# THE REQUEST
From the text below on Haskell and monads, extract the passage starting at "On the other" and ending at "did the rest.", copying it word for word.

# DOCUMENT TEXT
>>>
Cover photo by the author.

The source of the confusion is none other than an excerpt of a masterpiece often quoted in the pages of this magazine: James Iry’s 2009 brilliant “A Brief, Incomplete, and Mostly Wrong History of Programming Languages”:

1990 - A committee formed by Simon Peyton-Jones, Paul Hudak, Philip Wadler, Ashton Kutcher, and People for the Ethical Treatment of Animals creates Haskell, a pure, non-strict, functional language. Haskell gets some resistance due to the complexity of using monads to control side effects. Wadler tries to appease critics by explaining that “a monad is a monoid in the category of endofunctors, what’s the problem?”

The jury is still out debating the role that Ashton Kutcher had in the creation of Haskell, but as usual, I digress.

What is important to consider is that, yes, Philip Wadler might as well have coined the “endofunctors” meme; after all, he has singlehandedly done more to popularize and to extend the usage of functional programming languages than anyone else in the history of computing. And he has even coined the term “list comprehension”, which might ring a bell among Python developers, among others.

On the other hand, monads are a relatively recent addition to the arsenal of functional programmers; Italian computer science professor Eugenio Moggi was the first to describe the use of monads in programming in two papers published between 1989 and 1991. Philip Wadler took the idea, bolted it down into Haskell, James Iry wrote his blog post, and the Internet did the rest.

I am kidding; Wadler did more than just take the idea: he helped everyone comprehend how monads could be used to marry the “impure” necessities of actual programming with the “pure” realm of functional programming:

Purity has its regrets, and all programmers in pure functional languages will recall some moment when an impure feature has tempted them. For instance, if a counter is required to generate unique names, then an assignable variable seems just the ticket. In such cases it is always possible to mimic the required impure feature by straightforward though tedious means. For instance, a counter can be simulated by modifying the relevant functions to accept an additional parameter (the counter’s current value) and return an additional result (the counter’s updated value).
<<<
# INFORMATION SHOWN
>>>
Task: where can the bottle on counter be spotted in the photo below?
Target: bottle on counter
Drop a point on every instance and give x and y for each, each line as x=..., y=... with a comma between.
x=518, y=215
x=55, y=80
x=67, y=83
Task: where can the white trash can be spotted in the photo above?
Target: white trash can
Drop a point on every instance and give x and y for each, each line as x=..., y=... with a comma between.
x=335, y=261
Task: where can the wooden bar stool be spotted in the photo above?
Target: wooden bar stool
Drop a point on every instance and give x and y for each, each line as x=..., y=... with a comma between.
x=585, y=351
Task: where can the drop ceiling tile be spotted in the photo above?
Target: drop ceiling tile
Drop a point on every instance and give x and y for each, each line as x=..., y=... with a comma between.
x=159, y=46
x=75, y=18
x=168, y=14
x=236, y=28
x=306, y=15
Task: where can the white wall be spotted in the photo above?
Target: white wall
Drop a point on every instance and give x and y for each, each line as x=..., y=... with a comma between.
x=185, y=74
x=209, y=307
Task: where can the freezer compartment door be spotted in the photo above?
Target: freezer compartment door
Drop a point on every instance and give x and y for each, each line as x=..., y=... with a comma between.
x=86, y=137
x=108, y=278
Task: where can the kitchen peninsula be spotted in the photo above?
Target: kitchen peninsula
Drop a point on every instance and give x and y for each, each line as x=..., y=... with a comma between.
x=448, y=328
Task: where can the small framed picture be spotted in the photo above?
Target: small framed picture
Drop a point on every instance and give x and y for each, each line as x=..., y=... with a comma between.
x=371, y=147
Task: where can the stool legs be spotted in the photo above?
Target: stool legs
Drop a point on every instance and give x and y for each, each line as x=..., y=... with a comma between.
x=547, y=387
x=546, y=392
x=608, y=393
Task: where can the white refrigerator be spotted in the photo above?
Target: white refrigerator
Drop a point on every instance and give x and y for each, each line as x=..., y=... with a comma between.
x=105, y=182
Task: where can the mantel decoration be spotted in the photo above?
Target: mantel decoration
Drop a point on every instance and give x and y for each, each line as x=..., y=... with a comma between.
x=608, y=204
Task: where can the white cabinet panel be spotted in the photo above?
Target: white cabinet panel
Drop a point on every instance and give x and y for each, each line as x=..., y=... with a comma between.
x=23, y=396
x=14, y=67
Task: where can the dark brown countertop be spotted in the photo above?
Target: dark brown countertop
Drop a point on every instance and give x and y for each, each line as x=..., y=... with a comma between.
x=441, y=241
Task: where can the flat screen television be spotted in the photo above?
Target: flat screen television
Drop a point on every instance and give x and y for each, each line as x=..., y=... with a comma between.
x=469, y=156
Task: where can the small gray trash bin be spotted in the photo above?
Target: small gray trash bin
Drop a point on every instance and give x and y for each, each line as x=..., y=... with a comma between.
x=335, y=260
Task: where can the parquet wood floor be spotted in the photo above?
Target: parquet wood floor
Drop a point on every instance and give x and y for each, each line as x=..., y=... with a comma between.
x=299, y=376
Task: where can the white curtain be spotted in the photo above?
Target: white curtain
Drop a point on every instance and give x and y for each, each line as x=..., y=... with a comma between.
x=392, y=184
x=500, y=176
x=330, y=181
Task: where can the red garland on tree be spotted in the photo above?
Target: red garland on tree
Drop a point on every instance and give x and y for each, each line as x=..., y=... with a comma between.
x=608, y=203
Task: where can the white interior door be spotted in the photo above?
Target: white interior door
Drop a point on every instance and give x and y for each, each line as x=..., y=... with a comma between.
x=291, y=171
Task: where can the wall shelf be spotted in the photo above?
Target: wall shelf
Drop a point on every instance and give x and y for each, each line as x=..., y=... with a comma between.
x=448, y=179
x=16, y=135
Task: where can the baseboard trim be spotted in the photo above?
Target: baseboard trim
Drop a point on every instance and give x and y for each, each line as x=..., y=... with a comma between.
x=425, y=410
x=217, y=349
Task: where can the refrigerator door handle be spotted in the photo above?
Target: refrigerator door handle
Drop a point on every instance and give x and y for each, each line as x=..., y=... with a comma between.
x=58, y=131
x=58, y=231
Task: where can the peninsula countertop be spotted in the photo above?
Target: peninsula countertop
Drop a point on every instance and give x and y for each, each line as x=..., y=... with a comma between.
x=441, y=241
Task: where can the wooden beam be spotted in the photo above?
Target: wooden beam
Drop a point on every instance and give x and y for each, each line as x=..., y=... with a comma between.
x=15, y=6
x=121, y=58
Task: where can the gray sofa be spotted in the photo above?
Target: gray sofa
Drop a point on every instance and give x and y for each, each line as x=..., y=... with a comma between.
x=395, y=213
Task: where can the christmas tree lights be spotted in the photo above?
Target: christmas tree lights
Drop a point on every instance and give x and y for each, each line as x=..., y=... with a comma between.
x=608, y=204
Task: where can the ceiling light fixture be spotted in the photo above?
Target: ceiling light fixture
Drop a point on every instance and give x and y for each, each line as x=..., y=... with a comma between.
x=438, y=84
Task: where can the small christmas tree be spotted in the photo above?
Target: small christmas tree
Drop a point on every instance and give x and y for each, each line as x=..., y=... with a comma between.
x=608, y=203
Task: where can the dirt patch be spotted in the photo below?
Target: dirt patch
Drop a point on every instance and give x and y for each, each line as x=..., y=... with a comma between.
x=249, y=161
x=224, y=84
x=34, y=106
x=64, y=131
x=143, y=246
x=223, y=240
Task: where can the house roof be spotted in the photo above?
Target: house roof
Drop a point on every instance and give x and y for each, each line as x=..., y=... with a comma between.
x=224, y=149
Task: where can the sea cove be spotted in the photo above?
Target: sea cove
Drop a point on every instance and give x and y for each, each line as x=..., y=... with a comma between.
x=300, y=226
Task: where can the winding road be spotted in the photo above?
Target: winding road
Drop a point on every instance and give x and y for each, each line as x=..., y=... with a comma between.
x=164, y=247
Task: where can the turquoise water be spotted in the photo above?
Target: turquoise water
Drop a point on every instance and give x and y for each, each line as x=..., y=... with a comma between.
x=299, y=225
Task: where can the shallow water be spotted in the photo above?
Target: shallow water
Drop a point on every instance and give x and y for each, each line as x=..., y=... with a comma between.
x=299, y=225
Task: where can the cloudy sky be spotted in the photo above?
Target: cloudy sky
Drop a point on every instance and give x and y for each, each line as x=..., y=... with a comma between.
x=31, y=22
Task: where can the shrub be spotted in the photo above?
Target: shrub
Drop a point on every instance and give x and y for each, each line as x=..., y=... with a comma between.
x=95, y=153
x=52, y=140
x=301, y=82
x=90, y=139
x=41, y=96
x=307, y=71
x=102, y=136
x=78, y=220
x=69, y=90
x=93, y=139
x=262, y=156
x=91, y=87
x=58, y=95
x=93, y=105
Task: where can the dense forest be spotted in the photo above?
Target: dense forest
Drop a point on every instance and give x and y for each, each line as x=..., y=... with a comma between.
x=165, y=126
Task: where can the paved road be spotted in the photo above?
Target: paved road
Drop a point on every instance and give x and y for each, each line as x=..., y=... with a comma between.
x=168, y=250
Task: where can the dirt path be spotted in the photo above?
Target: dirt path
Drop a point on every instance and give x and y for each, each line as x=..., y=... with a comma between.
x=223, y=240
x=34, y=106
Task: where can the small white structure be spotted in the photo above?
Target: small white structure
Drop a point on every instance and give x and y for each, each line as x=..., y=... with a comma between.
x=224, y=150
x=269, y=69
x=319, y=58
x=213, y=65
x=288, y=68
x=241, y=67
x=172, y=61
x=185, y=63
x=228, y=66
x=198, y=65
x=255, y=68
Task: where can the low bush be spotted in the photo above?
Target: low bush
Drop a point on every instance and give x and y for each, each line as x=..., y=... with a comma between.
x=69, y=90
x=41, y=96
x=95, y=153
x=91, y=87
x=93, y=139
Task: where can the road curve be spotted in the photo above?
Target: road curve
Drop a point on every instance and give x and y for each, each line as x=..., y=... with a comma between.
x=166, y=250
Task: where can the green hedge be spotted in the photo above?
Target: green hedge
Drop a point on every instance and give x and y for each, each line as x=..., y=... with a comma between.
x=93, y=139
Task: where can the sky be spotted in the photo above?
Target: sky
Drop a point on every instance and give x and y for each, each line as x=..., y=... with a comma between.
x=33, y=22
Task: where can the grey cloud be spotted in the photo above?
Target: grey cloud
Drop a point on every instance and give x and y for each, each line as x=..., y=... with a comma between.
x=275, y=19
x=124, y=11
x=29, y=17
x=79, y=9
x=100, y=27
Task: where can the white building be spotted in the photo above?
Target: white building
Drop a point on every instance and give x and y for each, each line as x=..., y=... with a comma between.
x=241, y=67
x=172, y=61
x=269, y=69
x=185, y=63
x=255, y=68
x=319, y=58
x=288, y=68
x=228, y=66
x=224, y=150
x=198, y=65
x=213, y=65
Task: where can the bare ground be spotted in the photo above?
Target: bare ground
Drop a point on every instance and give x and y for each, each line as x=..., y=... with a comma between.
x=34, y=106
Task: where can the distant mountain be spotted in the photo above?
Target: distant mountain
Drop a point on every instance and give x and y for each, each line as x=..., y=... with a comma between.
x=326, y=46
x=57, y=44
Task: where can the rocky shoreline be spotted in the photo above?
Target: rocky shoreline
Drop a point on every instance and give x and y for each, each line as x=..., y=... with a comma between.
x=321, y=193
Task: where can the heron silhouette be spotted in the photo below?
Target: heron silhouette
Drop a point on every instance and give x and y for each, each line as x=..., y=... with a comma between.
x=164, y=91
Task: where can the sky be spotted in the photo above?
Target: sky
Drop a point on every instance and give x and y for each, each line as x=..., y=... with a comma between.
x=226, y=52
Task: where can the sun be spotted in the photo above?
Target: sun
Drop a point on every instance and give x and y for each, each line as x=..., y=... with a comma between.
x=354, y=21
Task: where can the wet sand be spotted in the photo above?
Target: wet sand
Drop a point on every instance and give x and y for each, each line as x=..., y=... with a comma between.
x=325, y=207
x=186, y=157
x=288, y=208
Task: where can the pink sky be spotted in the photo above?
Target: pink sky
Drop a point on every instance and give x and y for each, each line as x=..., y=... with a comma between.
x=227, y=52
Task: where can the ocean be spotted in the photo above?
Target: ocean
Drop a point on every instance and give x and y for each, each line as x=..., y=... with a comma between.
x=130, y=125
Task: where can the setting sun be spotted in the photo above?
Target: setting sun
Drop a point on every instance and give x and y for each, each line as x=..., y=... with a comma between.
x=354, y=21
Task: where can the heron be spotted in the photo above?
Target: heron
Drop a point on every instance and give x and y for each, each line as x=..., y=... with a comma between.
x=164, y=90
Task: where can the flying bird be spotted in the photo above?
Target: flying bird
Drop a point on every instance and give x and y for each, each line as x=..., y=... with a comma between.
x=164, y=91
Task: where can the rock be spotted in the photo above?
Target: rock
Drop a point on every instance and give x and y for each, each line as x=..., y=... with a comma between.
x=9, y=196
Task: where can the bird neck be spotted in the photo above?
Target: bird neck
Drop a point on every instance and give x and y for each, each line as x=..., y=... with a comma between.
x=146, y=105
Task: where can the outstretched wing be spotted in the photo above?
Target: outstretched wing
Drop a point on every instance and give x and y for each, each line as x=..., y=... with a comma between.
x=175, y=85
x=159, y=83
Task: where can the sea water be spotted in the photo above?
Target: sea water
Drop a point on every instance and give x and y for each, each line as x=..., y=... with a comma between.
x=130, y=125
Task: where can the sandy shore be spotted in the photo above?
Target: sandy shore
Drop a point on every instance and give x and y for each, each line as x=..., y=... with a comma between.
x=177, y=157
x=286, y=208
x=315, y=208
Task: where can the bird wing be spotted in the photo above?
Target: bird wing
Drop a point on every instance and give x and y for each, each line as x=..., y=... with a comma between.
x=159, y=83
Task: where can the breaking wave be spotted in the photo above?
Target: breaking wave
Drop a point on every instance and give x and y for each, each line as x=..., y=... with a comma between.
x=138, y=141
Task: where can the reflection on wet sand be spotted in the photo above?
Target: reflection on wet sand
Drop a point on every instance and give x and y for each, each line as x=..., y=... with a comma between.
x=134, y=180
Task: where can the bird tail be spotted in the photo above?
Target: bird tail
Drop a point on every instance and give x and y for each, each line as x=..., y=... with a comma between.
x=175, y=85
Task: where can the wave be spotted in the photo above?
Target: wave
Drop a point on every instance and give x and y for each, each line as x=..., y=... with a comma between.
<<<
# ANSWER
On the other hand, monads are a relatively recent addition to the arsenal of functional programmers; Italian computer science professor Eugenio Moggi was the first to describe the use of monads in programming in two papers published between 1989 and 1991. Philip Wadler took the idea, bolted it down into Haskell, James Iry wrote his blog post, and the Internet did the rest.